→ **Problem description**: Output range, inclusive: from the line containing "Draw the outline of every instance of the blue" to the line containing "Draw the outline of every instance of the glass". Restate those lines from the data below word for word and only those.

************

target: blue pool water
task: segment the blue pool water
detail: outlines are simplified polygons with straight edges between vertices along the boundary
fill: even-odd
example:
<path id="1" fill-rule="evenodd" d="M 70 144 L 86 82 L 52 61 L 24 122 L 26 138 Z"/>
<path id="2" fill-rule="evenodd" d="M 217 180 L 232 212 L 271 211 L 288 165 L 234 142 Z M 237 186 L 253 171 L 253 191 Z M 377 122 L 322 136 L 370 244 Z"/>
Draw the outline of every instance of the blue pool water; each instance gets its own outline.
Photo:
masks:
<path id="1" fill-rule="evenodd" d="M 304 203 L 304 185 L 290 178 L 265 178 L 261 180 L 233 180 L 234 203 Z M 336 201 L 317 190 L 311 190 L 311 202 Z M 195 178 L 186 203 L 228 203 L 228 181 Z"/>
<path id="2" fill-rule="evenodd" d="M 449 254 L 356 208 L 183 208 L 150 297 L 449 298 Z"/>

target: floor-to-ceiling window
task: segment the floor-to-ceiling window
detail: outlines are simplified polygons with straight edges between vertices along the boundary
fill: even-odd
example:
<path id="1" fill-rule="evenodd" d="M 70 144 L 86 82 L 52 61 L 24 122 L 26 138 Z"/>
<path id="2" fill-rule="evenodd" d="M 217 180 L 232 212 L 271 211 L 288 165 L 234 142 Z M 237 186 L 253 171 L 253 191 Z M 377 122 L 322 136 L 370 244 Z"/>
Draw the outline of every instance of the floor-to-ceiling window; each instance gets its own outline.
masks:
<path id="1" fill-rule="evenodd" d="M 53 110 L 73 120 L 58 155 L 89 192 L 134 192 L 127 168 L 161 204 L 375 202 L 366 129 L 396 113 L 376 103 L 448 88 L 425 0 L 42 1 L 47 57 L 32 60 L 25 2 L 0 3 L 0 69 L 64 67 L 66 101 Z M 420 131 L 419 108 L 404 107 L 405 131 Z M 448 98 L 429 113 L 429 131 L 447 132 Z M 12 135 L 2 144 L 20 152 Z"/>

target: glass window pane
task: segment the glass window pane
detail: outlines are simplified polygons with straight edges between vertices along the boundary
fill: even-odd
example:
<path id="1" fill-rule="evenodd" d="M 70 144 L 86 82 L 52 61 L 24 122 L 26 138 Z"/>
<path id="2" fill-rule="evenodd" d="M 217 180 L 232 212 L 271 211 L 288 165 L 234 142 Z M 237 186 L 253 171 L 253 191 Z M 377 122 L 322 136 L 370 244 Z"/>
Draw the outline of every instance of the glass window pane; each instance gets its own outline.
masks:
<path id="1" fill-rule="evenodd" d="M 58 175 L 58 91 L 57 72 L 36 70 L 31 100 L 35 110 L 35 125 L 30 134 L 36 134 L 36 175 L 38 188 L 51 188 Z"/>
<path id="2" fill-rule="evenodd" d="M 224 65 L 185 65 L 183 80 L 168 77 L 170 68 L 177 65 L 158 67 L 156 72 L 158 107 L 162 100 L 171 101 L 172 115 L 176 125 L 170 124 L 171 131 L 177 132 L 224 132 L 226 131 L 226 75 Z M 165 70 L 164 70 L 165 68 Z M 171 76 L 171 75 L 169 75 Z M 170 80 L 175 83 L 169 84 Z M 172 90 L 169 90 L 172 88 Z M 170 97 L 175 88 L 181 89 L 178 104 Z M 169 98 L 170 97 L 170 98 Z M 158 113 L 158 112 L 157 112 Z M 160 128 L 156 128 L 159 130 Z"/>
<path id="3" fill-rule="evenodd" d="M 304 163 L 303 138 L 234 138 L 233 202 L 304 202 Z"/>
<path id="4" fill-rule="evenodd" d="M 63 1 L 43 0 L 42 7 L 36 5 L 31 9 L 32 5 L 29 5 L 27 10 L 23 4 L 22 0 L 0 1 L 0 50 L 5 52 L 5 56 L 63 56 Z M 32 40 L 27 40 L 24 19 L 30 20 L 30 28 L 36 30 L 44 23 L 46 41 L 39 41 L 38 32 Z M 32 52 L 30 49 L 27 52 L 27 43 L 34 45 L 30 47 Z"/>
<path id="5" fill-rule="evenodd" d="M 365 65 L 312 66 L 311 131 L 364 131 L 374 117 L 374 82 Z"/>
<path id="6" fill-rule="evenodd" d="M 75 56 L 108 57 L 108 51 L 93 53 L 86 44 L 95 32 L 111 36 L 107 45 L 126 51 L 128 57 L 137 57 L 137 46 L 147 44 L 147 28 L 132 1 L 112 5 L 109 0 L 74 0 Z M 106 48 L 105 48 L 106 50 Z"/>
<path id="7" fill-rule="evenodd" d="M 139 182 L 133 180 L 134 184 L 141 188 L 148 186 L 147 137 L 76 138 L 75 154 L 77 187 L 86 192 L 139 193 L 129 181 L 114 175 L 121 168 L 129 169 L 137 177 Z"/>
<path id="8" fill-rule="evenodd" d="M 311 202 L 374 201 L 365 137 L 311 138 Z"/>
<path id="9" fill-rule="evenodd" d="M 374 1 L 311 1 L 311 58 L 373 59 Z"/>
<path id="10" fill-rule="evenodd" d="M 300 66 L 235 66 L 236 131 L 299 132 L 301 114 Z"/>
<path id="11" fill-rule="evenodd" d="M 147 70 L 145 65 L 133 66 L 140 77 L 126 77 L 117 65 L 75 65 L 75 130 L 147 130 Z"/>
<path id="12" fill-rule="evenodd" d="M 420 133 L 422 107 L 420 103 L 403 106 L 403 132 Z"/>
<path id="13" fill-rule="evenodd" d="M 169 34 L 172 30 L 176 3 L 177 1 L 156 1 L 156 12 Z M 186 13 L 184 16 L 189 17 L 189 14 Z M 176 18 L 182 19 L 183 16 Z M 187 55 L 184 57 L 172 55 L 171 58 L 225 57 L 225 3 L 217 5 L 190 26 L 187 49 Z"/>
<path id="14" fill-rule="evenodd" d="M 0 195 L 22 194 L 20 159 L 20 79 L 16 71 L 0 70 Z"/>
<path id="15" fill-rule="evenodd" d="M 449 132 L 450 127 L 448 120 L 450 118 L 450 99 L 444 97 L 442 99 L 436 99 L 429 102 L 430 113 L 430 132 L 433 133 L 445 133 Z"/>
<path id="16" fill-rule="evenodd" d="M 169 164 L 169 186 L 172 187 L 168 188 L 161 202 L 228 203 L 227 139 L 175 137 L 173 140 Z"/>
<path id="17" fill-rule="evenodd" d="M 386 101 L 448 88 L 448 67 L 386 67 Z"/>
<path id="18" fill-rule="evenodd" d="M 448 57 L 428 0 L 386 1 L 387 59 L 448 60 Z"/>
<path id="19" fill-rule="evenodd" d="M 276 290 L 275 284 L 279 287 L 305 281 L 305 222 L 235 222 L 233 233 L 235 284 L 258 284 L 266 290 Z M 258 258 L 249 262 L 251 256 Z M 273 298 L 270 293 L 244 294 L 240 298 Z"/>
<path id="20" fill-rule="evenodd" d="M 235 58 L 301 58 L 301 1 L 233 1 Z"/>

************

→ **Output for this exercise**:
Draw the outline of every instance of the blue pool water; each instance gets its own outline.
Photo:
masks:
<path id="1" fill-rule="evenodd" d="M 304 203 L 304 185 L 290 178 L 265 178 L 261 180 L 233 180 L 234 203 Z M 336 201 L 317 190 L 311 190 L 311 202 Z M 195 178 L 186 203 L 228 203 L 228 181 Z"/>
<path id="2" fill-rule="evenodd" d="M 449 254 L 356 208 L 183 208 L 150 297 L 449 298 Z"/>

target: floor-to-ceiling window
task: segment the floor-to-ceiling window
detail: outlines are simplified polygons with straight edges between vertices along the boundary
fill: even-odd
example:
<path id="1" fill-rule="evenodd" d="M 70 144 L 86 82 L 52 61 L 24 122 L 26 138 Z"/>
<path id="2" fill-rule="evenodd" d="M 217 180 L 232 212 L 271 211 L 288 165 L 234 142 Z M 237 186 L 253 171 L 253 191 Z M 377 122 L 322 136 L 370 244 Z"/>
Draw the outline of every instance of the floor-to-ceiling window; each instance gets its own outline.
masks:
<path id="1" fill-rule="evenodd" d="M 53 110 L 73 120 L 58 155 L 89 192 L 134 192 L 127 168 L 161 204 L 375 202 L 366 129 L 396 113 L 376 103 L 448 88 L 425 0 L 42 1 L 47 57 L 32 60 L 25 2 L 0 3 L 0 69 L 64 67 L 66 101 Z M 420 131 L 419 108 L 404 107 L 405 131 Z M 448 98 L 429 113 L 429 131 L 447 132 Z M 12 135 L 2 144 L 20 152 Z"/>

target: glass window pane
task: segment the glass window pane
detail: outlines are simplified polygons with straight edges between vertices along the boundary
fill: even-odd
example:
<path id="1" fill-rule="evenodd" d="M 70 144 L 86 82 L 52 61 L 24 122 L 26 138 Z"/>
<path id="2" fill-rule="evenodd" d="M 217 180 L 232 212 L 271 211 L 288 165 L 234 142 Z M 237 186 L 253 171 L 253 191 Z M 377 122 L 322 136 L 370 244 Z"/>
Draw the outline of every instance of the glass window pane; each instance gets its own outline.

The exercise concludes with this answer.